How to complete this task
Copy every entry below exactly as it appears, leaving out the images.

--------------------------------------------------

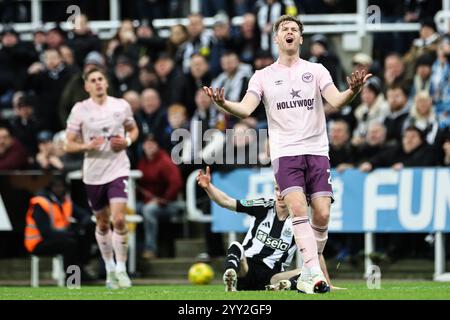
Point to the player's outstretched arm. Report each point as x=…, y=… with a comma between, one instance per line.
x=73, y=145
x=355, y=82
x=241, y=109
x=121, y=143
x=216, y=195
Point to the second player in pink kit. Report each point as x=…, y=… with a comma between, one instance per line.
x=292, y=90
x=103, y=127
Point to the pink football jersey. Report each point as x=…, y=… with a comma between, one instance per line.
x=292, y=97
x=90, y=120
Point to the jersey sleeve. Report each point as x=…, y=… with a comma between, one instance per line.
x=255, y=85
x=129, y=119
x=324, y=77
x=75, y=120
x=257, y=208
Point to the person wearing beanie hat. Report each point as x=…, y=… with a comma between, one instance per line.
x=427, y=43
x=319, y=50
x=422, y=77
x=374, y=107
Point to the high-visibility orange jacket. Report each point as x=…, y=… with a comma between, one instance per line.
x=59, y=219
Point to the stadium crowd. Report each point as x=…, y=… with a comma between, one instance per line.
x=401, y=119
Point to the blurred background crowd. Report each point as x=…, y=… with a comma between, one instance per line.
x=401, y=119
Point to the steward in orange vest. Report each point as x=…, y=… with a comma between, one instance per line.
x=48, y=229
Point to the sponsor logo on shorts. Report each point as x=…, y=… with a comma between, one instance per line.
x=287, y=232
x=273, y=243
x=307, y=77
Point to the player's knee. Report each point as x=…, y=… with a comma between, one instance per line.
x=119, y=223
x=321, y=217
x=297, y=209
x=103, y=224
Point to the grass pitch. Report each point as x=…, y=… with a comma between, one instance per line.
x=356, y=290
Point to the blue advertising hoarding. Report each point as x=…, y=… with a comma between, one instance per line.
x=385, y=200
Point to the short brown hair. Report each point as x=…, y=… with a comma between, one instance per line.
x=177, y=108
x=285, y=18
x=90, y=71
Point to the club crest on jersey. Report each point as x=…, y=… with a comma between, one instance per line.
x=307, y=77
x=287, y=233
x=247, y=203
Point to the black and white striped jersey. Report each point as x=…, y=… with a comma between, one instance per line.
x=268, y=239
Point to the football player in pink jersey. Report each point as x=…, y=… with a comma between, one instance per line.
x=103, y=128
x=292, y=90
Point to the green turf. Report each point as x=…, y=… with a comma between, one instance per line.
x=356, y=290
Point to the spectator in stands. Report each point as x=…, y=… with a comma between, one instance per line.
x=13, y=155
x=24, y=125
x=152, y=116
x=124, y=43
x=341, y=151
x=440, y=85
x=234, y=78
x=247, y=40
x=49, y=230
x=74, y=90
x=262, y=59
x=177, y=118
x=55, y=38
x=39, y=37
x=374, y=142
x=68, y=57
x=176, y=43
x=188, y=85
x=422, y=116
x=412, y=152
x=320, y=53
x=267, y=12
x=148, y=77
x=83, y=40
x=205, y=117
x=397, y=97
x=124, y=76
x=199, y=40
x=211, y=7
x=15, y=58
x=221, y=42
x=362, y=61
x=48, y=82
x=70, y=161
x=427, y=43
x=168, y=78
x=149, y=42
x=133, y=98
x=46, y=159
x=374, y=107
x=422, y=77
x=160, y=185
x=394, y=70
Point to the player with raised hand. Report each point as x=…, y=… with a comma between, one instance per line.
x=103, y=128
x=258, y=263
x=292, y=91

--------------------------------------------------

Solution
Point to the player's outstretched arm. Report each point as x=…, y=… with a comma between, one instance per line.
x=73, y=145
x=355, y=82
x=241, y=109
x=121, y=143
x=216, y=195
Point to the second player in pink kit. Report each point as x=…, y=… with a comma between, one instance per line.
x=292, y=90
x=103, y=127
Point to the pink football jersey. Report each point as x=…, y=… with a comma between, one instance per line.
x=292, y=97
x=90, y=120
Point to the jersey sleeve. Report each point as x=…, y=… with a comma between, one instance per line.
x=255, y=85
x=129, y=119
x=324, y=77
x=75, y=120
x=257, y=208
Point to the person wearing beanie hat. Report each point as x=…, y=… with a comma between, one instance per line.
x=427, y=43
x=319, y=50
x=422, y=77
x=374, y=107
Point to the high-visibility orange jacket. Report each point as x=…, y=… with a comma between, one instance per line.
x=59, y=219
Point to the stadium crowd. Report each point as x=…, y=… with a comma between, one instance per line.
x=401, y=119
Point to the blurred background crowd. Report each point as x=…, y=… with a comma between, one instance per line.
x=401, y=119
Point to the steward in orange vest. Report each point as x=…, y=… with a comma between, one instance per line.
x=48, y=229
Point to the sponsor logo on shorts. Report each point as x=…, y=… with a comma between, one instance per line.
x=287, y=232
x=273, y=243
x=307, y=77
Point to the player's knee. Report each point as x=…, y=… with a comma between, one instance per line.
x=119, y=223
x=321, y=217
x=297, y=209
x=103, y=224
Point to the grass pitch. Report each point as x=…, y=… with a comma between, one instance per line.
x=356, y=290
Point to the blue advertising hoarding. Report each point as x=…, y=… with a comma between, one instance per line.
x=385, y=200
Point to the short brown hair. Report each point as x=…, y=… with a comma between, one instance per line.
x=177, y=108
x=285, y=18
x=90, y=71
Point to the club crest on jersey. Report each point as x=…, y=… with a comma between, one instance per line.
x=307, y=77
x=287, y=233
x=247, y=203
Point to the black and white striped jersey. Report each point as x=…, y=… with a comma between, one instance per line.
x=268, y=239
Point to the football player in pink jersey. Report each point as x=…, y=… with a comma between, one instance per line.
x=103, y=128
x=292, y=90
Point to the green turf. Report each point as x=…, y=… with a comma between, one instance per line.
x=356, y=290
Point to the spectator in stands. Report each point as x=…, y=… with a comma between, one instance per line.
x=13, y=155
x=24, y=125
x=152, y=116
x=124, y=43
x=341, y=151
x=440, y=85
x=234, y=78
x=247, y=40
x=49, y=230
x=74, y=90
x=262, y=59
x=177, y=118
x=55, y=38
x=39, y=37
x=374, y=142
x=68, y=57
x=176, y=43
x=188, y=85
x=422, y=116
x=412, y=152
x=320, y=53
x=267, y=12
x=148, y=77
x=83, y=40
x=205, y=117
x=397, y=97
x=124, y=76
x=199, y=40
x=211, y=7
x=15, y=58
x=221, y=42
x=362, y=61
x=48, y=82
x=70, y=161
x=427, y=43
x=168, y=78
x=149, y=42
x=133, y=98
x=46, y=159
x=374, y=107
x=422, y=77
x=160, y=185
x=394, y=70
Point to the player with raised hand. Report each point as x=…, y=… with a comma between, one instance per line.
x=103, y=128
x=258, y=263
x=292, y=91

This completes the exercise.